━━ MATERIAL SHOWN ━━
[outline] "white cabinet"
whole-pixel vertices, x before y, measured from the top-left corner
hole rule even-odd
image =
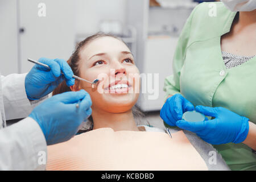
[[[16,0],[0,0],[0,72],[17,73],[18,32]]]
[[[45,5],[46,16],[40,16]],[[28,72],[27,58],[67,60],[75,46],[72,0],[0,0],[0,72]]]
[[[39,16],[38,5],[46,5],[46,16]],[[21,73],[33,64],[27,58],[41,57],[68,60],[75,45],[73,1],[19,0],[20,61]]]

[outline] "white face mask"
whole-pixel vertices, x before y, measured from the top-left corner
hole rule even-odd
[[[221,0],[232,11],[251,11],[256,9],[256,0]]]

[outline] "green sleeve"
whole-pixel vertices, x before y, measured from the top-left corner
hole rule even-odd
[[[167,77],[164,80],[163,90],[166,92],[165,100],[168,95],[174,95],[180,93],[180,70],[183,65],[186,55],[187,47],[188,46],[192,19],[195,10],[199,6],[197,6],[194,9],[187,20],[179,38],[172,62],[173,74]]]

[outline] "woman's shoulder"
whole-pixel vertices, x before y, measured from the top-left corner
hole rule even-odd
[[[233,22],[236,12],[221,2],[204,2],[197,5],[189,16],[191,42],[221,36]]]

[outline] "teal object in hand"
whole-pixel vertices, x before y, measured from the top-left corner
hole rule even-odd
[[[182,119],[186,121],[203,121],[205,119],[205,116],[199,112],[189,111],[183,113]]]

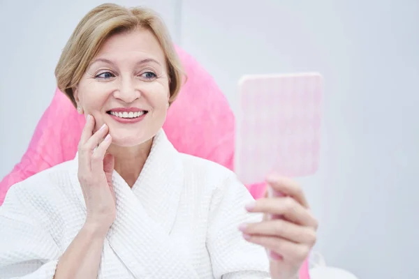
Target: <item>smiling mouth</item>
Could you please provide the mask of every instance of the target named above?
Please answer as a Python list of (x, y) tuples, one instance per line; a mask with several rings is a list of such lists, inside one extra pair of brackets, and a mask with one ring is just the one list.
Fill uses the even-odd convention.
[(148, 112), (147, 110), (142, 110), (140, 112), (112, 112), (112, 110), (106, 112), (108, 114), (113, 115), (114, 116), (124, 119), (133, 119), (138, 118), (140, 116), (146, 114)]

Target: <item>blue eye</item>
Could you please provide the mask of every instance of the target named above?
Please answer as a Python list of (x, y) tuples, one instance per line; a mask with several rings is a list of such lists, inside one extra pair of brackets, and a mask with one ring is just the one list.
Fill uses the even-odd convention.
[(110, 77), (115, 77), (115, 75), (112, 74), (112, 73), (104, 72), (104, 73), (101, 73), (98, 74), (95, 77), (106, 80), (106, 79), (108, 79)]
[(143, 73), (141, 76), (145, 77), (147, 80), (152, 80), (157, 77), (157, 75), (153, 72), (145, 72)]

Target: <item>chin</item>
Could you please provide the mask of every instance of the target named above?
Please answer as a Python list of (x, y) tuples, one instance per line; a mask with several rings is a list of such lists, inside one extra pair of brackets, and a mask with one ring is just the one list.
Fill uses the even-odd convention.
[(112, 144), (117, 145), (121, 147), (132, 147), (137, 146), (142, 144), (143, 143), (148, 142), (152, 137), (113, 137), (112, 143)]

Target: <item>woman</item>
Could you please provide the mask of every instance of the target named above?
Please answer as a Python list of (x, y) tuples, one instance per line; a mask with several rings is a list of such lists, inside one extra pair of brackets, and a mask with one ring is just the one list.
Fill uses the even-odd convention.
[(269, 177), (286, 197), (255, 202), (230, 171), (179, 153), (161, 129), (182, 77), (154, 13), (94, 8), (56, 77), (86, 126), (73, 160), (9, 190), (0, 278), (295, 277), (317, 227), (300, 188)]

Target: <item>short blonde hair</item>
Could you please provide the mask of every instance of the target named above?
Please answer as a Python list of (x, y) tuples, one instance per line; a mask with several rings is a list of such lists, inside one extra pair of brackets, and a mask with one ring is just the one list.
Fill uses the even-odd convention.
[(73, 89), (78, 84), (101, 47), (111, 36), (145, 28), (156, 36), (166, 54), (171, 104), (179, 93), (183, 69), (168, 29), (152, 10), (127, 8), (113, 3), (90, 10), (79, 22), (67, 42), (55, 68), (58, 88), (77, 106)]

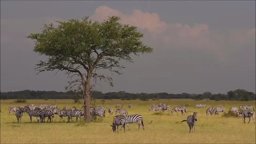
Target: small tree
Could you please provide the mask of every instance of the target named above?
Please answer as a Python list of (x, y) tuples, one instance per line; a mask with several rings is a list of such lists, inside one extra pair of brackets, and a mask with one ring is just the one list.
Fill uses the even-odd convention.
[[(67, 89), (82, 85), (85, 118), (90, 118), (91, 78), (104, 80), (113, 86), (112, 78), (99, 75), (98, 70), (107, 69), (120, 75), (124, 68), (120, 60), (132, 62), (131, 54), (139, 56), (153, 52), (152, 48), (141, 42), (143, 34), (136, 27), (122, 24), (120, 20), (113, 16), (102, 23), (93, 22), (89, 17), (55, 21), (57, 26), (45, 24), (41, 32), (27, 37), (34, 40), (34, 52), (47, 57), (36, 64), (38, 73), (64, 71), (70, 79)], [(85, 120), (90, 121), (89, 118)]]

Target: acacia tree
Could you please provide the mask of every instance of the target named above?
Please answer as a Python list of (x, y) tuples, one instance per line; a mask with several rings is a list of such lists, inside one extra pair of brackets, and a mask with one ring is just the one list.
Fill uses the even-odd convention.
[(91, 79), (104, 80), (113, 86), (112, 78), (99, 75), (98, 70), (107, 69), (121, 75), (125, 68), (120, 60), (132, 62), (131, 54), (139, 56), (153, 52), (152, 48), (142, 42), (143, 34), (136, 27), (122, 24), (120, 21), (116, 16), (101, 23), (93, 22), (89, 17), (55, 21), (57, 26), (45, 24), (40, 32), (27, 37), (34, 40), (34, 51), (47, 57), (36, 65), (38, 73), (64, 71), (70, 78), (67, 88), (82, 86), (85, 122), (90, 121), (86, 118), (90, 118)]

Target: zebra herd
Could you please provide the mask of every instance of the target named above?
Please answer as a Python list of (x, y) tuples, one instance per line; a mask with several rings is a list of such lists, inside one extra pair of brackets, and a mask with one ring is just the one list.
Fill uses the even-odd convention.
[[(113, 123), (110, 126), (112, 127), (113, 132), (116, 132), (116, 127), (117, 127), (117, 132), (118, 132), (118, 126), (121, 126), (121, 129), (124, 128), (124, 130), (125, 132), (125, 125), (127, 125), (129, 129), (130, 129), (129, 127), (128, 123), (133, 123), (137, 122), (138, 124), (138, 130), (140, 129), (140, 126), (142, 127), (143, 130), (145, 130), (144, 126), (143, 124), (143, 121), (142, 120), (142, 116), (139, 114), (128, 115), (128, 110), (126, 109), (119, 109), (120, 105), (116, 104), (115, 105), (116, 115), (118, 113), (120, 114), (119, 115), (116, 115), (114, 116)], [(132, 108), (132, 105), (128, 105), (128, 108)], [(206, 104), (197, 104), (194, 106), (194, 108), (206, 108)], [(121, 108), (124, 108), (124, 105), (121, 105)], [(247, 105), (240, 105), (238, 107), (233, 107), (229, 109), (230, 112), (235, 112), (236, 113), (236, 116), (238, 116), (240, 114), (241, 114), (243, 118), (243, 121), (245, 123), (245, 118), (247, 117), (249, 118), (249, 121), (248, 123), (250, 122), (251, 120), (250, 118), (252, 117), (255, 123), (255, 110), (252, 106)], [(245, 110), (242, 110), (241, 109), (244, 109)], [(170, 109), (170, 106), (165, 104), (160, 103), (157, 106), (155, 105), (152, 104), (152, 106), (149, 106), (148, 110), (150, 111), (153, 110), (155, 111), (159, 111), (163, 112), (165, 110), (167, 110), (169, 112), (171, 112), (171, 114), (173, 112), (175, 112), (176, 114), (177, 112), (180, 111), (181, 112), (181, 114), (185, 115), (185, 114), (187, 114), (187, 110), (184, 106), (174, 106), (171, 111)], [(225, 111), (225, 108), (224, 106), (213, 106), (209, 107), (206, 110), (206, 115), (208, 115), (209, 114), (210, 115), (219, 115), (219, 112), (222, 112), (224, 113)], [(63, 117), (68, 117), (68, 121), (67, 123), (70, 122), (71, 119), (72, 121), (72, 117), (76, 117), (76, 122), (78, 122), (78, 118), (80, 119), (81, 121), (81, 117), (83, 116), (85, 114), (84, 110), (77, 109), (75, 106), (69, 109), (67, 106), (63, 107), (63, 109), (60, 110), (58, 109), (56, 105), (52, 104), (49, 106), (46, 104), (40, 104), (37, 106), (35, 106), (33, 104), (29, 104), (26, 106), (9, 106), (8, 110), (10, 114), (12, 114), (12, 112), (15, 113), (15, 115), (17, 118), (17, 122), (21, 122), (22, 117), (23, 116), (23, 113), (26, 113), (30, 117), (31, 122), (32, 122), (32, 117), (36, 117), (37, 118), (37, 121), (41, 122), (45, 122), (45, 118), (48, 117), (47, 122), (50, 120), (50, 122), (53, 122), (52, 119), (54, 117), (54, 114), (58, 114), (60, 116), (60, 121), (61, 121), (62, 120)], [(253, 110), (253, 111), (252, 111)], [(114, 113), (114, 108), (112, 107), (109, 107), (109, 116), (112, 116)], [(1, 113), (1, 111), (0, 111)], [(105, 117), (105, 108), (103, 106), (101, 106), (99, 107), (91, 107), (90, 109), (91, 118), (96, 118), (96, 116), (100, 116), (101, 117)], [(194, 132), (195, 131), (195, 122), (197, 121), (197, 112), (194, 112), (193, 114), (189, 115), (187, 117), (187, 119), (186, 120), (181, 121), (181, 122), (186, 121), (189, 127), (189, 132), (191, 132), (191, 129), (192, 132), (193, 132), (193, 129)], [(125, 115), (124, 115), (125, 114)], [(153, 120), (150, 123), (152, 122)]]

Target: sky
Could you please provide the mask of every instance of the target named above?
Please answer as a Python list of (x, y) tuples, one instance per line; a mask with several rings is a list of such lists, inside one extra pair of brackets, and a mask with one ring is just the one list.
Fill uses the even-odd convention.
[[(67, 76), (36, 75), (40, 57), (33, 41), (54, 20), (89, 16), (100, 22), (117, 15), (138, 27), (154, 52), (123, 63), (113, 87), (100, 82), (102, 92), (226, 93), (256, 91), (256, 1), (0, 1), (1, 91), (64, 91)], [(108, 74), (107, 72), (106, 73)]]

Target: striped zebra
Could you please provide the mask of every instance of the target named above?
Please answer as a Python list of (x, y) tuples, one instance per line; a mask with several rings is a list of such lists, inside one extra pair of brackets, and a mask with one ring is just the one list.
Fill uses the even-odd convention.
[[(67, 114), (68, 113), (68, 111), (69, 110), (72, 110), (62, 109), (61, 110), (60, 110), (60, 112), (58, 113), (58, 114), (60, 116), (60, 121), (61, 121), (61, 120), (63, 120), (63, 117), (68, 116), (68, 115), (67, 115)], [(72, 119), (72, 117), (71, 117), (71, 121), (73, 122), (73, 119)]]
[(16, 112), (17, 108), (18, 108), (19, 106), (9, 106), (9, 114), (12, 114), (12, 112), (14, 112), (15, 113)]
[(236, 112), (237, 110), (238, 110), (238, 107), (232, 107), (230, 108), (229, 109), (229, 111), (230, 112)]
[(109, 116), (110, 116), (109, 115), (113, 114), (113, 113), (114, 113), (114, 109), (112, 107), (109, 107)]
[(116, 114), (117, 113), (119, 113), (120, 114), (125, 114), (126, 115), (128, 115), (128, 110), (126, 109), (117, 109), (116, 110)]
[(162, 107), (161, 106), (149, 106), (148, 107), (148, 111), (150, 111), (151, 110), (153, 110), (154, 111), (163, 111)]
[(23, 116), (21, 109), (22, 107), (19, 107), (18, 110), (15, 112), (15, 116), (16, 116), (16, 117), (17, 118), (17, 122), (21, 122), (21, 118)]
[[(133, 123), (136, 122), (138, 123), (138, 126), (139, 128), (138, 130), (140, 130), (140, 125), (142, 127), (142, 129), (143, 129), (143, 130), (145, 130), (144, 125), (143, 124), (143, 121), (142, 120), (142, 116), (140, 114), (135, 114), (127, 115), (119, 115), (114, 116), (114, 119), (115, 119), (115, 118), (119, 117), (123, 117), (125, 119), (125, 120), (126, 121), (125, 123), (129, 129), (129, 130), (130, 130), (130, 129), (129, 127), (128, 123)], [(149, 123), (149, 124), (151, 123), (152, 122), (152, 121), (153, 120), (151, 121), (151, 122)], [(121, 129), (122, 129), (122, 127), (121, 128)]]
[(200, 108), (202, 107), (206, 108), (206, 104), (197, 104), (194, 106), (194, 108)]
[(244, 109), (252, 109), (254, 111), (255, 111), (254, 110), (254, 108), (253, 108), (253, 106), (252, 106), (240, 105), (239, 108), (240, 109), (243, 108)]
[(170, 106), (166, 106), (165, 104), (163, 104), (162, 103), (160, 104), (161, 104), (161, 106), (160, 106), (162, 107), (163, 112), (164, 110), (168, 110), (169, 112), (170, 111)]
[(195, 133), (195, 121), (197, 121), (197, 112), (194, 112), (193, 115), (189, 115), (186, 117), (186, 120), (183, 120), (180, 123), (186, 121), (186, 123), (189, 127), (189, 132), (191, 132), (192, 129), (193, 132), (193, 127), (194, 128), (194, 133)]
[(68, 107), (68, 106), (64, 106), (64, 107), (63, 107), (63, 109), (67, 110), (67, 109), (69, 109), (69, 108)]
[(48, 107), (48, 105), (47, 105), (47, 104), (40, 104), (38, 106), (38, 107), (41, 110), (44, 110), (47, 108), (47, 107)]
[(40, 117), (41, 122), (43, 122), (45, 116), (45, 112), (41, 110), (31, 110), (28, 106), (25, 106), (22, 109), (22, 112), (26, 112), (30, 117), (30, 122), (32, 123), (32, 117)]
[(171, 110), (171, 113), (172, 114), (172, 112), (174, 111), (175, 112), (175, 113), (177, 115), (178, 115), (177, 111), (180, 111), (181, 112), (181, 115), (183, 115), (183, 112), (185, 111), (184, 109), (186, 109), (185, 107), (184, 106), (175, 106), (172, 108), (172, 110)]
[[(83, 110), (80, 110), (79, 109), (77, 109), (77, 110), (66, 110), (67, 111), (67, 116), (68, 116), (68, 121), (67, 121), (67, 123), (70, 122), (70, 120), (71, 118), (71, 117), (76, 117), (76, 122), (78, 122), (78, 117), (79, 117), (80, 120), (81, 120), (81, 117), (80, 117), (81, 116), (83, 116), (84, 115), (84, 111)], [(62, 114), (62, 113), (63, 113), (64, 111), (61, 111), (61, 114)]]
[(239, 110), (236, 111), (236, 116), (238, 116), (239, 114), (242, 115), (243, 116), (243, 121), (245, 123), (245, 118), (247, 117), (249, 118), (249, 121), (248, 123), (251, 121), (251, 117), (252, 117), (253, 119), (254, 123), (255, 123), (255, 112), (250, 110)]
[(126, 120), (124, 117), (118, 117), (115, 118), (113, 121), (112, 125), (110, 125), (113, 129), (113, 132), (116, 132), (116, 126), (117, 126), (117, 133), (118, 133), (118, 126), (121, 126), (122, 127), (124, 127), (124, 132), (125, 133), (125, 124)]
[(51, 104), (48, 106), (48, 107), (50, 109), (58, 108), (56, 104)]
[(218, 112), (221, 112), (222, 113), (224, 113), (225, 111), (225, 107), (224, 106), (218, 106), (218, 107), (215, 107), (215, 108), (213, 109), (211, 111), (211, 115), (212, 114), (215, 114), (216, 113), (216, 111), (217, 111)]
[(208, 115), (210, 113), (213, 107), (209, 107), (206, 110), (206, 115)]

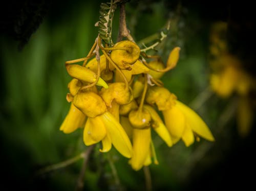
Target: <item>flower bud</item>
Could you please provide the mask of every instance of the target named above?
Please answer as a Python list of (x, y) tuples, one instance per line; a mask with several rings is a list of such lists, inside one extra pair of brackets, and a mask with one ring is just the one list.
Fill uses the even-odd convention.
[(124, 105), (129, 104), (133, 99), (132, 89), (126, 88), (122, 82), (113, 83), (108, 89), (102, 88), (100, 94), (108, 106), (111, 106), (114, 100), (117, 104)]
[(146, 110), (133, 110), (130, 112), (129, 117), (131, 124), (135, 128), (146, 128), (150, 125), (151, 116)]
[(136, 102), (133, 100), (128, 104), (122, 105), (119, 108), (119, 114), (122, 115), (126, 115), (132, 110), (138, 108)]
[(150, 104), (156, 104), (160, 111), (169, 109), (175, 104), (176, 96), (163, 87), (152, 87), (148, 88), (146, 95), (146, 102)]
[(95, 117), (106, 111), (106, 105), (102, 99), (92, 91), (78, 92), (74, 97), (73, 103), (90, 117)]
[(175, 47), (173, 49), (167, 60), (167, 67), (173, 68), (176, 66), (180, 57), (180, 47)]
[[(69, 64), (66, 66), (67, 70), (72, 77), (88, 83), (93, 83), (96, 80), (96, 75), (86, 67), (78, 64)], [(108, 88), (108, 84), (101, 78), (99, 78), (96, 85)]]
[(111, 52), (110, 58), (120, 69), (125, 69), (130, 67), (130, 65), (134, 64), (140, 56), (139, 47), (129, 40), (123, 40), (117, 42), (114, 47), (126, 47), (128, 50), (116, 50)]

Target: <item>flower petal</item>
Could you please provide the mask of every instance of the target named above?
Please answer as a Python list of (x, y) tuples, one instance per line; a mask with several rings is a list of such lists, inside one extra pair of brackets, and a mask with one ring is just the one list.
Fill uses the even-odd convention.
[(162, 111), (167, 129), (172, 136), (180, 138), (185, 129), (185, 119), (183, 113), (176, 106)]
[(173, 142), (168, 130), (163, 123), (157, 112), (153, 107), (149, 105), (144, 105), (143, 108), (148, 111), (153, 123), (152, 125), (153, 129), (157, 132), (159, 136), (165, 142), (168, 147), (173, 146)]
━━━
WRITTEN INSTRUCTION: Quote the records word for word, between the lines holding "Target: <item>short blonde hair</item>" and "88), (77, 106)]", inclusive.

SOLUTION BELOW:
Target: <item>short blonde hair</item>
Could you please provide the mask of every instance of the target named above?
Please answer as a Python list of (x, y) tuples, one instance per line; a mask with several rings is a list of such lists, inside one extra pair of brackets, and a mask with one ring is just the one list.
Fill uses the even-odd convention.
[(73, 89), (78, 84), (101, 47), (111, 36), (145, 28), (156, 36), (166, 54), (171, 104), (179, 93), (183, 69), (168, 29), (152, 10), (127, 8), (113, 3), (90, 10), (79, 22), (67, 42), (55, 68), (58, 88), (77, 106)]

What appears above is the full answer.